Segment Start: Extracted text
Thursday, June 30, 2011

Facing The Giant Called Fear

One of the most frustrating things I've dealt with these past 18 months has been fear. Things I've never feared before nearly bring me to my knees. Last fall I almost passed on leading Bible study, something I've done for 6 years, because of these fears. I just wanted to stay in the comfort, safety and security of my home. Had I not taken that one small step, into the tender, loving care of my Thursday night girls, I may very well have headed down the road of a recluse.

I now face another aspect of those fears and I am running straight into them, hitting as hard and fast as I can. I am terrified yet I go forward.

The last week of July I am traveling internationally again, albeit a small step, to Toronto, Canada. Steve and I will be part of the small front runner mission team with a goal of setting the stage for future teams working with missionaries already on the ground.

Let me be clear: I am excited yet utterly frightened. It is a strange dichotomy.

When we were first asked to be part of this my gut reaction was to say no. I knew for certain the doctor would say no and while I desperately want to go, I was hoping that could be my out because of these insane fears.
Segment End: Extracted text
Segment Start: Study material
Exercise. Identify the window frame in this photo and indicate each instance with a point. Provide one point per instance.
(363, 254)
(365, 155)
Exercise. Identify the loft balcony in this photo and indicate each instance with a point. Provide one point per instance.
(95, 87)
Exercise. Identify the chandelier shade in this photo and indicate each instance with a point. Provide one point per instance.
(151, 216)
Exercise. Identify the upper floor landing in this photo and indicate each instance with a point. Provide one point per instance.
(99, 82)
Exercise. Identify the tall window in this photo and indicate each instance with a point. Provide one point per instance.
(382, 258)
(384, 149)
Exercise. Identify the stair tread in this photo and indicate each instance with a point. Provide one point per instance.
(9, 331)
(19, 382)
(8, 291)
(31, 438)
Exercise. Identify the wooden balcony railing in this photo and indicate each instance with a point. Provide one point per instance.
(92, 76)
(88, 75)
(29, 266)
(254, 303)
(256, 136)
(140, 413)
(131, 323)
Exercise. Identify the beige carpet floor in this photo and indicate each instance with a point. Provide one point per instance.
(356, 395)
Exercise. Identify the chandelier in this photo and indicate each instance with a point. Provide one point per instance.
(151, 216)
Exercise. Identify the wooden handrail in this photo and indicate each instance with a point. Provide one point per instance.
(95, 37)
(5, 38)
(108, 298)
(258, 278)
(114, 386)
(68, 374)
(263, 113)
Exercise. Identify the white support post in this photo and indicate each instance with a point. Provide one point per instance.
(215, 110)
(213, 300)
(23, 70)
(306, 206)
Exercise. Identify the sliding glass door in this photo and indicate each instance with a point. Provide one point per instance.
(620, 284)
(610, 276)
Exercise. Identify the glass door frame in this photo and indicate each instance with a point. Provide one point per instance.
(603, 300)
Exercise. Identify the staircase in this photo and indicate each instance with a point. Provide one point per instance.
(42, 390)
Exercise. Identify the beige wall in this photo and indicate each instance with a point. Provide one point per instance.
Segment End: Study material
* What to do
In the blog post about facing fear, where is the writer traveling during the last week of July?

* Answer below
Toronto, Canada